▶ _Given passage_:
----

Partition and Shuffle

This work is supported by Continuum Analytics and the XDATA Program as part of the Blaze Project

This post primarily targets developers.

tl;dr We partition out-of-core dataframes efficiently.

Partition Data

Many efficient parallel algorithms require intelligently partitioned data.

For time-series data we might partition into month-long blocks. For text-indexed data we might have all of the “A”s in one group and all of the “B”s in another. These divisions let us arrange work with foresight.

To extend Pandas operations to larger-than-memory data efficient partition algorithms are critical. This is tricky when data doesn’t fit in memory.

Partitioning is fundamentally hard

Data locality is the root of all performance
    -- A Good Programmer

Partitioning/shuffling is inherently non-local. Every block of input data needs to separate and send bits to every block of output data. If we have a thousand partitions then that’s a million little partition shards to communicate. Ouch.

Shuffling data between partitions

Consider the following setup

  100GB dataset
/ 100MB partitions
= 1,000 input partitions

To partition we need shuffle data in the input partitions to a similar number of output partitions

  1,000 input partitions
* 1,000 output partitions
= 1,000,000 partition shards

If our communication/storage of those shards has even a millisecond of latency then we run into problems.

----

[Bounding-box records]
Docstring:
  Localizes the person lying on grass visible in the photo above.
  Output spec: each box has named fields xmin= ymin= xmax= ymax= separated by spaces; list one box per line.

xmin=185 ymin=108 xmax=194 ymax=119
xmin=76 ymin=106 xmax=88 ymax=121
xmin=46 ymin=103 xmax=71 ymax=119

----

▶ _Direction 1_:
Answer these questions using the text on partitioning and shuffling:
(a) What length of block is suggested for partitioning time-series data?
(b) What partition size does the example setup use?
(c) How many partition shards result from the setup's input and output partitions?
▶ _Direction 2_: Extend the text on partitioning and shuffling data, picking up after its final sentence.

▶ _Output 1_:
(a) Month-long blocks.
(b) 100MB.
(c) 1,000,000.

▶ _Output 2_:
  1,000,000 partition shards
x 1ms
= 18 minutes

Previously I stored the partition-shards individually on the filesystem using cPickle. This was a mistake. It was very slow because it treated each of the million shards independently. Now we aggregate shards headed for the same out-block and write out many at a time, bundling overhead. We balance this against memory constraints. This stresses both Python latencies and memory use.

BColz, now for very small data

Fortunately we have a nice on-disk chunked array container that supports append in Cython. BColz (formerly BLZ, formerly CArray) does this for us. It wasn’t originally designed for this use case but performs admirably.

Briefly, BColz is…

A binary store (like HDF5)
With columnar access (useful for tabular computations)
That stores data in cache-friendly sized blocks
With a focus on compression
Written mostly by Francesc Alted (PyTables) and Valentin Haenel

It includes two main objects:

carray: An on-disk numpy array
ctable: A named collection of carrays to represent a table/dataframe

Partitioned Frame

We use carray to make a new data structure pframe with the following operations:

Append DataFrame to collection, and partition it along the index on known block divisions blockdivs
Extract DataFrame corresponding to a particular partition

Internally we invent two new data structures:

cframe: Like ctable this stores column information in a collection of carrays. Unlike ctable this maps perfectly onto the custom block structure used internally by Pandas. For internal use only.
pframe: A collection of cframes, one for each partition.

Partitioned Frame design

Through bcolz.carray, cframe manages efficient incremental storage to disk. PFrame partitions incoming data and feeds it to the appropriate cframe.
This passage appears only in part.